[[ Page extract, beginning ]]

On April 28, 1978, Greenwell's wife died in a house fire in Vernon County, Wisconsin. Shortly thereafter, Greenwell met a 39-year-old single mother who had previously been in an abusive relationship. After some time, the couple married, with Greenwell—who had adopted a daughter from a previous marriage—fathering a son of his own. In 1982, Greenwell was once again arrested and sentenced to prison for a burglary in Iowa. During his arrest, Greenwell escaped from custody and was recaptured twice. He served in the Anamosa State Penitentiary and Kentucky State Reformatory until his release in 1983. At some point, Greenwell found employment as a railroad worker, and worked on tracks across the Midwest.

== Murders ==
On February 21, 1987, Greenwell sexually assaulted and shot 41-year-old Vicki Lucille Heath, at the Super 8 Motel in Elizabethtown, Kentucky. The motel lobby showed signs of a fight, with a telephone being uprooted from the wall. Her body was later found by the police behind a trash dumpster in the parking lot of the motel.

On March 3, 1989, Greenwell killed two hotel clerks along the I-65 corridor. 24-year-old Margaret Mary "Peggy" Gill, a night auditor at the Days Inn in Merrillville, Indiana, was sexually assaulted and shot twice in the head, and her body was dumped in a back hallway. $179 was taken from the motel. Four hours later, Greenwell sexually assaulted and shot 34-year-old Jeanne Gilbert, a part-time auditor at the Days Inn in Remington, Indiana. Her body was found near the roadway, in the early morning by a passing motorist. $247 was taken from the motel. Greenwell shot both women with the same .22 caliber handgun.

On January 2, 1990, Greenwell attacked a 21-year-old hotel clerk at the Days Inn in Columbus, Indiana. The victim, who survived the attack, was working the night shift when Greenwell sexually assaulted, stabbed, and robbed her. She was able to describe her attacker and a composite drawing of the suspected was produced. DNA evidence linked the attack to the 1989 murders.

In 1991, Greenwell sexually assaulted and stabbed another woman in Rochester, Minnesota. She survived and gave a similar description of the assailant, noting his flannel shirt and jeans, as well as bearing a lazy eye. This case was officially linked to the others via DNA analysis in 2013. It is the only known attack that occurred along Interstate 90.

[[ Page extract, end ]]

=== Required tasks ===
a. According to the Greenwell murders excerpt, how much money was taken from the Days Inn in Merrillville, Indiana?
b. Please extend the account of Greenwell's crimes past its final sentence.

[[ Dataset content, beginning ]]

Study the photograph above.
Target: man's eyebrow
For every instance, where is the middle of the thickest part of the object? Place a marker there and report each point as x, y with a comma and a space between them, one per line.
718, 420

[[ Dataset content, end ]]

=== Answers to this exercise ===
a. $179

b.
=== Investigation ===
The murders were considered a cold case until 2008, when DNA from evidence was submitted. In 2010, the Kentucky State Police announced that DNA evidence linked the three murders and they were officially dealing with a serial killer. DNA also linked him to at least four cases in several states where female motel clerks working along I-65 were sexually assaulted and robbed. The attacks, occurring between January and March, led police to believe that the killer was a seasonal worker. Elizabethtown police suspected the killer to be a truck driver or traveling salesman between the age of 55 and 65.

Greenwell was identified as the killer through a DNA match with his close family member. Testing done by the Indiana State Police testing lab returned a match of 99.999% probability. The Indiana State Police announced the identification on April 5, 2022, and stated that they are investigating the "distinct possibility" of Greenwell being involved in other violent crimes in the Midwest.

== Personal life ==
While Greenwell was not identified as the perpetrator of the assaults and murders until 2022, he was arrested in 1989 for a traffic violation and a domestic incident in La Crosse, Wisconsin. A month later, he was arrested for violating a restraining order and was sentenced to fifteen months' probation on April 18, 1989. In October 1998, Greenwell was arrested for felony possession in Allamakee County, Iowa.

Greenwell retired from his position in the Canadian Pacific Railway in February 2010. During this time, he lived in a small town where he was reportedly said to have been a kind and charismatic man, noted for his generosity. He also indulged in a variety of hobbies, ranging from organic gardening, frequenting the farmers' market where he sold his produce, traveling, reading, wordsmithing, and held great interest in college sports and horse racing. In 2013, Greenwell died from cancer in Lansing, Iowa.